*TASK GOAL*.
Once you find the line that contains "Mark the striped" in the entries below, give it again along with every following line, unchanged, through the final one.

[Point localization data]
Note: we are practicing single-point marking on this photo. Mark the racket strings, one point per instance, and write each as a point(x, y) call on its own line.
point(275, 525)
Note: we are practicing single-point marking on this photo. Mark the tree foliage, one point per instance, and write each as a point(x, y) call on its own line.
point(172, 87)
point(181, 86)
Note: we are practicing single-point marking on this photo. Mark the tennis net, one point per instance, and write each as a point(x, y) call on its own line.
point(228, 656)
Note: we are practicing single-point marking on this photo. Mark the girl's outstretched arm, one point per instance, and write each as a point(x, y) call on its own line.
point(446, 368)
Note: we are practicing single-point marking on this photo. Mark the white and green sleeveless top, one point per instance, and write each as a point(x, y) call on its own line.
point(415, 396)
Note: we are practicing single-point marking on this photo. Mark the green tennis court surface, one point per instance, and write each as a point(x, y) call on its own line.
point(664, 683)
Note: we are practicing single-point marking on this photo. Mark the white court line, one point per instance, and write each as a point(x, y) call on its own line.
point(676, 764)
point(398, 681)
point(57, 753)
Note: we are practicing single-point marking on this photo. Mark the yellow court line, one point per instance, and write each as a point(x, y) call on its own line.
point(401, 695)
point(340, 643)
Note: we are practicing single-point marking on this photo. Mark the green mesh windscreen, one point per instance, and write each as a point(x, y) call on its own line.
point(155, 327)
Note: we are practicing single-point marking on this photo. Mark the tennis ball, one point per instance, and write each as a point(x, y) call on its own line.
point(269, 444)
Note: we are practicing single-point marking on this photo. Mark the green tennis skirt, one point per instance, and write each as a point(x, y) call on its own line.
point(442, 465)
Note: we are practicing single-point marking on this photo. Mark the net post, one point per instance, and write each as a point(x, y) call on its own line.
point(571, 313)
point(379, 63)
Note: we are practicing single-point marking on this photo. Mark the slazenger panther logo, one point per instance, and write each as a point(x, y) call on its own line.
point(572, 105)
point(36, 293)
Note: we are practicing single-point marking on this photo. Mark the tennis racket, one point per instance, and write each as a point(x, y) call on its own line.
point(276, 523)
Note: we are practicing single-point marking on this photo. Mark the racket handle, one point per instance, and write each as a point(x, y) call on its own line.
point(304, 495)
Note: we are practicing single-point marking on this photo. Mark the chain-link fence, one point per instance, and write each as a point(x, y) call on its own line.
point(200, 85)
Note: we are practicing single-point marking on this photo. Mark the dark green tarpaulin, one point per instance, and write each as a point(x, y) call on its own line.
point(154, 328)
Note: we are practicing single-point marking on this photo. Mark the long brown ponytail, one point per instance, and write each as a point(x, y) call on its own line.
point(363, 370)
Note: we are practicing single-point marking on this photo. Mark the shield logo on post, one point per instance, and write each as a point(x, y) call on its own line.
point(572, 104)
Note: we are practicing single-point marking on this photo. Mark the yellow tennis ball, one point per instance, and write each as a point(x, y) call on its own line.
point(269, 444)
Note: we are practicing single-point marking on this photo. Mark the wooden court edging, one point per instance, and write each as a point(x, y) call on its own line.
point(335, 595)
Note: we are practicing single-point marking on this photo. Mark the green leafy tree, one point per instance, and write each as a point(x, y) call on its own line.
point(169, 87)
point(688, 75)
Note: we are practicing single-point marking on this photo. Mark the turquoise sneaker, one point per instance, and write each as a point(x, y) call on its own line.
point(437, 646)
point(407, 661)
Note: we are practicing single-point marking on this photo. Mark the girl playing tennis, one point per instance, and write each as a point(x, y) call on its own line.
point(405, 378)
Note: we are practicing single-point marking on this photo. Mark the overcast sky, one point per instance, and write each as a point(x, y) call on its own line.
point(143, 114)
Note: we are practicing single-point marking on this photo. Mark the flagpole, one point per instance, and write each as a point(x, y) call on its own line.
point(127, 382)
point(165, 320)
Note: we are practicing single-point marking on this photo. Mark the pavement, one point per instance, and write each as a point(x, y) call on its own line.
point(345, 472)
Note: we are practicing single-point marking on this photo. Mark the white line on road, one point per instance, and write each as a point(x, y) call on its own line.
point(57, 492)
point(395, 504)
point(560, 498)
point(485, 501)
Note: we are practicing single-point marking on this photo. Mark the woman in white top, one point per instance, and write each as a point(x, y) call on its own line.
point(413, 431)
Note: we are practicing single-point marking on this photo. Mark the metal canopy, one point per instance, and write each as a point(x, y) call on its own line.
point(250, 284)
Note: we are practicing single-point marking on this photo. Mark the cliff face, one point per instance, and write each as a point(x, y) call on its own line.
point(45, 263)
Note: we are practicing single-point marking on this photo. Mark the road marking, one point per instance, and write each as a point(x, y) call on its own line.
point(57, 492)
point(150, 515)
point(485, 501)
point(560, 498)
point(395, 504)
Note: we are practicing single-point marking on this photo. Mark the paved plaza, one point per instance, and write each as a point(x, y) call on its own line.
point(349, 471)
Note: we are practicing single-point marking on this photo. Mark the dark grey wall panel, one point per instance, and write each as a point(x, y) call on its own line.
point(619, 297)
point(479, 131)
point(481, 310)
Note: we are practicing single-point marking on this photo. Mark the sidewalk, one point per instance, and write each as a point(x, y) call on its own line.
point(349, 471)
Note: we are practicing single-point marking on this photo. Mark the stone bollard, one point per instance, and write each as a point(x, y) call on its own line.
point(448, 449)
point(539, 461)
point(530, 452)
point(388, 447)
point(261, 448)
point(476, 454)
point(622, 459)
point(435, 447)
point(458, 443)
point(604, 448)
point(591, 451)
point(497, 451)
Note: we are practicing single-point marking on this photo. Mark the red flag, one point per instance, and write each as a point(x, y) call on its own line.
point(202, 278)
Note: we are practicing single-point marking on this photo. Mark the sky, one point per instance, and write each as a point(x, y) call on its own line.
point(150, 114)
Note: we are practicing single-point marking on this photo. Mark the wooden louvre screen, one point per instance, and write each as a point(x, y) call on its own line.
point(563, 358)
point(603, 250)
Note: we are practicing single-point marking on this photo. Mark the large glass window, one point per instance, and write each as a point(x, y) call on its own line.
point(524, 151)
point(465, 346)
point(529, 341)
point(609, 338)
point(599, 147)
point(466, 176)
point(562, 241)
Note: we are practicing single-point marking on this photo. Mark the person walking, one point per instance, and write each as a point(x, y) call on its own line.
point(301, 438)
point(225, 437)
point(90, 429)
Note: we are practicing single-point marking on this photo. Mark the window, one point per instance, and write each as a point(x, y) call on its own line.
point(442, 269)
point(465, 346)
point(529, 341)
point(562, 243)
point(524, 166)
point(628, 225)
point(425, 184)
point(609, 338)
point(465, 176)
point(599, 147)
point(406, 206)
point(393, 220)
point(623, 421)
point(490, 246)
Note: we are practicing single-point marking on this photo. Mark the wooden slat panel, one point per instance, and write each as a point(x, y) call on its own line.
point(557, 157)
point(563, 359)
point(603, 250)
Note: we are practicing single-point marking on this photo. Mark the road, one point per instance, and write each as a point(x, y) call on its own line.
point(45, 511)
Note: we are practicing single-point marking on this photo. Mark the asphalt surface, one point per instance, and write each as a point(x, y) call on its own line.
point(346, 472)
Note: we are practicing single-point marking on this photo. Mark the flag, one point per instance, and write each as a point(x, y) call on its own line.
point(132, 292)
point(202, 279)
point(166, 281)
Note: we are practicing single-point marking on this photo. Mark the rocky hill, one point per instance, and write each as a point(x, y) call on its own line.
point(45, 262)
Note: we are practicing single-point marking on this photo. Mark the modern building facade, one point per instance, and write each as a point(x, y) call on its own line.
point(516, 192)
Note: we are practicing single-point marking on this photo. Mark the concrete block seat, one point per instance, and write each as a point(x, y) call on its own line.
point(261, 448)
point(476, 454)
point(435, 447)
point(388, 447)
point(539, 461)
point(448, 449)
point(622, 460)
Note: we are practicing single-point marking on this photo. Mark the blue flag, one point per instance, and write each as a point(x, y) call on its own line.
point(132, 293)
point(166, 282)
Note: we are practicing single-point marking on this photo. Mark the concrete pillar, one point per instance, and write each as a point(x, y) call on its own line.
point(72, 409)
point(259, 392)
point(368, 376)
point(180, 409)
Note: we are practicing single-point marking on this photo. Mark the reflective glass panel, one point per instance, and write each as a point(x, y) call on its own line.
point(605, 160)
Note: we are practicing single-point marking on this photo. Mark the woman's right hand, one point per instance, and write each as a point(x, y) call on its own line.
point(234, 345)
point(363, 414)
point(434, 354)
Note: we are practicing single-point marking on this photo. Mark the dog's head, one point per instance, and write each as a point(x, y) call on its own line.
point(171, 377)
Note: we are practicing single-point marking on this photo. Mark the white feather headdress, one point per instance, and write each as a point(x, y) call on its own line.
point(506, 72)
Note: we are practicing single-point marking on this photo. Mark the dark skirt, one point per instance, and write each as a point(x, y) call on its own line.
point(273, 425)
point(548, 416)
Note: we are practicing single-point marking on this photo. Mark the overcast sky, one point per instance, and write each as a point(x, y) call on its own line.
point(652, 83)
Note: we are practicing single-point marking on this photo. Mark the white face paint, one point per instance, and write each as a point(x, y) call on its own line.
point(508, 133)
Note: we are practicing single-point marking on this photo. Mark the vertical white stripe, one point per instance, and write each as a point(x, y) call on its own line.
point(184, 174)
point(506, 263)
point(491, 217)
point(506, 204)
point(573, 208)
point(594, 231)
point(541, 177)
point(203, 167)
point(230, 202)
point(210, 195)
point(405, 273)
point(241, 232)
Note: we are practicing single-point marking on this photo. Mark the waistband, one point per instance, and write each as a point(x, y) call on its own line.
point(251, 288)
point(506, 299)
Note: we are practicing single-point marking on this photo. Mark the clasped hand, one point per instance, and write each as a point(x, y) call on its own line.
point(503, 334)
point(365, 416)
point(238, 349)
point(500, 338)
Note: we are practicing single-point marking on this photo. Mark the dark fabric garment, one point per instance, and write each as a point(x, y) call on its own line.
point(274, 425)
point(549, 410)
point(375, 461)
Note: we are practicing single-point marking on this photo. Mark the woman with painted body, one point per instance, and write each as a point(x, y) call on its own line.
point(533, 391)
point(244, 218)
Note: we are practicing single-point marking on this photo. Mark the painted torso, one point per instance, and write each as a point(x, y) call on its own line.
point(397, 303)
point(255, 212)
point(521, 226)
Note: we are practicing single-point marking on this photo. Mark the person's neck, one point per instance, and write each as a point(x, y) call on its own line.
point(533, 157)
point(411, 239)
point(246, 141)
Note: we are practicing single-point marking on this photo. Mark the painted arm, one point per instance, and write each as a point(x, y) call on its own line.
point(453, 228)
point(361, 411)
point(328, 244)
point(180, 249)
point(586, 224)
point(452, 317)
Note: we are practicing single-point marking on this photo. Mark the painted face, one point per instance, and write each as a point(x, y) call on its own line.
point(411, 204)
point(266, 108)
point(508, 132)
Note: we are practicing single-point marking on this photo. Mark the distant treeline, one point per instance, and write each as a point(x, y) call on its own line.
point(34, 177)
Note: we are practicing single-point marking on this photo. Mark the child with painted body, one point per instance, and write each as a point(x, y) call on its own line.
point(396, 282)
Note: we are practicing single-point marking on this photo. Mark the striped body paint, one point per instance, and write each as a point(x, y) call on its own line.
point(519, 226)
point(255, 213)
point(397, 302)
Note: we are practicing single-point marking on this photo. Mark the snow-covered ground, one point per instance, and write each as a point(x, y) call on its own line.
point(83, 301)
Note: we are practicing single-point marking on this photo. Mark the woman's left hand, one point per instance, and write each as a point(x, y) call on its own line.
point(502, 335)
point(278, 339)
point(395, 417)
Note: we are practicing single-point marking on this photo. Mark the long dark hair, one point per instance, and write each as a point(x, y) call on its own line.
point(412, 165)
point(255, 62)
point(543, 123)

*ANSWER TO THE PROBLEM*.
Note: we are practicing single-point marking on this photo. Mark the striped body paint, one point per instance, and write each as a point(x, y) call on its own line.
point(519, 226)
point(255, 213)
point(397, 302)
Note: we are practicing single-point marking on this photo. Mark the snow-covered ground, one point per instance, and write each as a point(x, y) call on its own line.
point(83, 301)
Note: we are practicing single-point marking on this photo. Mark the woman's left hand, one point per instance, and write each as a point(x, y) call on its own line.
point(502, 335)
point(278, 339)
point(395, 417)
Note: we are practicing single-point marking on this photo. Mark the long dark hair, one point per instance, and write each as a point(x, y) call on its own line.
point(412, 165)
point(255, 62)
point(543, 123)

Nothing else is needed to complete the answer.